## start Supplied material

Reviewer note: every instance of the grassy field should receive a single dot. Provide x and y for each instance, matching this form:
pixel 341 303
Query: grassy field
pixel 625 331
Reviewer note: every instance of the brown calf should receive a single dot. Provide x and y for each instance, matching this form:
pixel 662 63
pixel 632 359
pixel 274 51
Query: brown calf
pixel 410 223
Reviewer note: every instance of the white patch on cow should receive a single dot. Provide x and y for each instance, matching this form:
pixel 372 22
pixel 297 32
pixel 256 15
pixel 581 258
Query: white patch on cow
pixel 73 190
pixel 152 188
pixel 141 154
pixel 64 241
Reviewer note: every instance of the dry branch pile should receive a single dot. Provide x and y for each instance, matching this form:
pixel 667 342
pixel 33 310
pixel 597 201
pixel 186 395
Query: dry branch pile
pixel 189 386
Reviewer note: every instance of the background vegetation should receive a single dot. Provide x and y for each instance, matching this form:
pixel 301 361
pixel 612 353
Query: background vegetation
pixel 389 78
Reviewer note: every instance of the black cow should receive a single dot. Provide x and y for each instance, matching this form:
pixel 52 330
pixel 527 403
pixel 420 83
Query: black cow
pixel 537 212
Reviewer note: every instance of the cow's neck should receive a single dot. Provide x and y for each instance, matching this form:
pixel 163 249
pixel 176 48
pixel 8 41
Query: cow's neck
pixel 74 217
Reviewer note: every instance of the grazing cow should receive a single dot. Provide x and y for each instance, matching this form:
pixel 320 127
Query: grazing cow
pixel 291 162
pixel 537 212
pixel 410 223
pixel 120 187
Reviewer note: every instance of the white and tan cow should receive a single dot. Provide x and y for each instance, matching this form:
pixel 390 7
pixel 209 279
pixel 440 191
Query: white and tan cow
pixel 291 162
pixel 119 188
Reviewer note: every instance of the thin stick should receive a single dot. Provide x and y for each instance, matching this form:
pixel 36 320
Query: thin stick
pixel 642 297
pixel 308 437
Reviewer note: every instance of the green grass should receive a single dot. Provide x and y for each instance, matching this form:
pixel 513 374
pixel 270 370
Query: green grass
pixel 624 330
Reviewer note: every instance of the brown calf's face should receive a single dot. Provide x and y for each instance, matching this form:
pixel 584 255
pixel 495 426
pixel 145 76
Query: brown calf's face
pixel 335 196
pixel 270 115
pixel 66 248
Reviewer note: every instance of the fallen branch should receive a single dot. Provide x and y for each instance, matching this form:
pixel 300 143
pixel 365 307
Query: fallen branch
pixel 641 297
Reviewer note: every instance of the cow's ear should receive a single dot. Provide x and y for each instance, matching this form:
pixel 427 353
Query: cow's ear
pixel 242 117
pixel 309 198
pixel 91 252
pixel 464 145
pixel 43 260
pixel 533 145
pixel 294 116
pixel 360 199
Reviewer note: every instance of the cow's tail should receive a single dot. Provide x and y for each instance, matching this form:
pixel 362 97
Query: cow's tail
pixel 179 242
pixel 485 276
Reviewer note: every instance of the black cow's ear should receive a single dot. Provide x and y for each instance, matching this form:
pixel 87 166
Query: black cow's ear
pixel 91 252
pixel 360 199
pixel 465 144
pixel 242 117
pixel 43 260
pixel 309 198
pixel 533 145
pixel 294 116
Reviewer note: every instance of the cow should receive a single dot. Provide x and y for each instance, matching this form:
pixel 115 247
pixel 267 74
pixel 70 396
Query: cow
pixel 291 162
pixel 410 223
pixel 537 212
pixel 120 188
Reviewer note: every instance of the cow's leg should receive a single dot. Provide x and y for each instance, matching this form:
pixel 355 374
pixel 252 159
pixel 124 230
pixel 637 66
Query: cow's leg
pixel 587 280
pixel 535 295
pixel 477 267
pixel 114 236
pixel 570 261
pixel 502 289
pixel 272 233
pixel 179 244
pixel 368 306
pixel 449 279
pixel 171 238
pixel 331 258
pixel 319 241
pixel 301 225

## end Supplied material

Aim of the exercise
Convert these lines into a Markdown table with a column named "Row" holding the row number and a column named "Line" holding the line itself, omitting any blank lines. Include every item.

Response
| Row | Line |
|---|---|
| 1 | Reviewer note: every instance of the grassy field should receive a single dot. Provide x and y for each instance, matching this form: |
| 2 | pixel 341 303 |
| 3 | Query: grassy field |
| 4 | pixel 625 331 |
| 5 | Reviewer note: every instance of the brown calf should receive a single dot. Provide x and y for each instance, matching this form: |
| 6 | pixel 662 63 |
| 7 | pixel 632 359 |
| 8 | pixel 274 51 |
| 9 | Query: brown calf |
| 10 | pixel 410 223 |
| 11 | Reviewer note: every instance of the white patch on cow should receive a single dot. Provide x and y for each instance, matching this form: |
| 12 | pixel 372 22 |
| 13 | pixel 297 32 |
| 14 | pixel 256 15 |
| 15 | pixel 581 258 |
| 16 | Query: white patch on cow |
| 17 | pixel 73 190 |
| 18 | pixel 152 188 |
| 19 | pixel 141 154 |
| 20 | pixel 64 241 |
| 21 | Reviewer note: every instance of the dry branch pile should receive a single dot. Provide x and y for each instance, matching this form: |
| 22 | pixel 667 342 |
| 23 | pixel 33 310 |
| 24 | pixel 597 201 |
| 25 | pixel 186 395 |
| 26 | Query: dry branch pile |
| 27 | pixel 189 386 |
| 28 | Reviewer note: every instance of the background vegetation should receive a single dot. Provide x and y for each instance, matching this form: |
| 29 | pixel 301 361 |
| 30 | pixel 612 353 |
| 31 | Query: background vegetation |
| 32 | pixel 389 78 |
| 33 | Reviewer note: every instance of the black cow should receive a single dot. Provide x and y for each instance, matching this form: |
| 34 | pixel 52 330 |
| 35 | pixel 527 403 |
| 36 | pixel 420 83 |
| 37 | Query: black cow |
| 38 | pixel 537 212 |
| 39 | Reviewer note: every instance of the cow's neck should receive a single dot. Provide x and y for each instance, matching this form: |
| 40 | pixel 163 249 |
| 41 | pixel 176 48 |
| 42 | pixel 8 41 |
| 43 | Query: cow's neck |
| 44 | pixel 74 217 |
| 45 | Reviewer note: every instance of the grazing cow should receive a single dot. Provide x and y for each instance, matching this form: |
| 46 | pixel 320 127 |
| 47 | Query: grazing cow |
| 48 | pixel 291 162 |
| 49 | pixel 537 212 |
| 50 | pixel 410 223 |
| 51 | pixel 120 187 |
| 52 | Reviewer note: every instance of the white and tan cow should receive a single dot. Provide x and y for each instance, matching this form: |
| 53 | pixel 390 7 |
| 54 | pixel 209 279 |
| 55 | pixel 440 191 |
| 56 | Query: white and tan cow |
| 57 | pixel 291 162 |
| 58 | pixel 119 188 |
| 59 | Reviewer note: every instance of the thin stick should receive a single dot. Provide x and y for each instance, matching this form: |
| 60 | pixel 36 320 |
| 61 | Query: thin stick |
| 62 | pixel 642 297 |
| 63 | pixel 308 437 |
| 64 | Reviewer note: every instance of the green grass should receive a single dot. Provide x and y for each instance, matching this form: |
| 65 | pixel 513 374 |
| 66 | pixel 270 370 |
| 67 | Query: green grass |
| 68 | pixel 624 330 |
| 69 | Reviewer note: every instance of the brown calf's face should receive a single dot. Provide x and y for each instance, matching this form: |
| 70 | pixel 584 255 |
| 71 | pixel 495 426 |
| 72 | pixel 145 76 |
| 73 | Query: brown calf's face |
| 74 | pixel 335 196 |
| 75 | pixel 270 115 |
| 76 | pixel 66 248 |
| 77 | Reviewer note: every instance of the fallen branch should receive a single dot. Provide x and y for each instance, matching this form: |
| 78 | pixel 300 143 |
| 79 | pixel 365 307 |
| 80 | Query: fallen branch |
| 81 | pixel 641 297 |
| 82 | Reviewer note: every instance of the cow's ear should receive a single dot. Provide x and y for each instance, matching this form: |
| 83 | pixel 427 353 |
| 84 | Query: cow's ear |
| 85 | pixel 242 117 |
| 86 | pixel 309 198 |
| 87 | pixel 91 252 |
| 88 | pixel 464 145 |
| 89 | pixel 43 260 |
| 90 | pixel 533 145 |
| 91 | pixel 294 116 |
| 92 | pixel 360 199 |
| 93 | Reviewer note: every instance of the cow's tail should receive a single dot. Provide x and y for each instance, matching this form: |
| 94 | pixel 362 97 |
| 95 | Query: cow's tail |
| 96 | pixel 179 242 |
| 97 | pixel 485 276 |
| 98 | Reviewer note: every instance of the black cow's ear should receive a single dot. Provide x and y for each instance, matching this form: |
| 99 | pixel 87 166 |
| 100 | Query: black cow's ear |
| 101 | pixel 91 252 |
| 102 | pixel 360 199 |
| 103 | pixel 465 144 |
| 104 | pixel 242 117 |
| 105 | pixel 43 260 |
| 106 | pixel 309 198 |
| 107 | pixel 533 145 |
| 108 | pixel 294 116 |
| 109 | Reviewer note: every instance of the cow should receive a single dot. Provide x and y for each instance, matching this form: |
| 110 | pixel 115 247 |
| 111 | pixel 267 74 |
| 112 | pixel 70 396 |
| 113 | Query: cow |
| 114 | pixel 291 162 |
| 115 | pixel 410 223 |
| 116 | pixel 537 212 |
| 117 | pixel 120 188 |
| 118 | Reviewer note: every instance of the cow's leg should receive a single dot. Provide x and y for each instance, matching this form: |
| 119 | pixel 355 374 |
| 120 | pixel 252 159 |
| 121 | pixel 124 230 |
| 122 | pixel 637 66 |
| 123 | Query: cow's leg |
| 124 | pixel 587 280 |
| 125 | pixel 535 295 |
| 126 | pixel 477 267 |
| 127 | pixel 114 236 |
| 128 | pixel 570 261 |
| 129 | pixel 502 289 |
| 130 | pixel 272 233 |
| 131 | pixel 179 244 |
| 132 | pixel 368 306 |
| 133 | pixel 449 279 |
| 134 | pixel 171 238 |
| 135 | pixel 331 258 |
| 136 | pixel 319 241 |
| 137 | pixel 301 225 |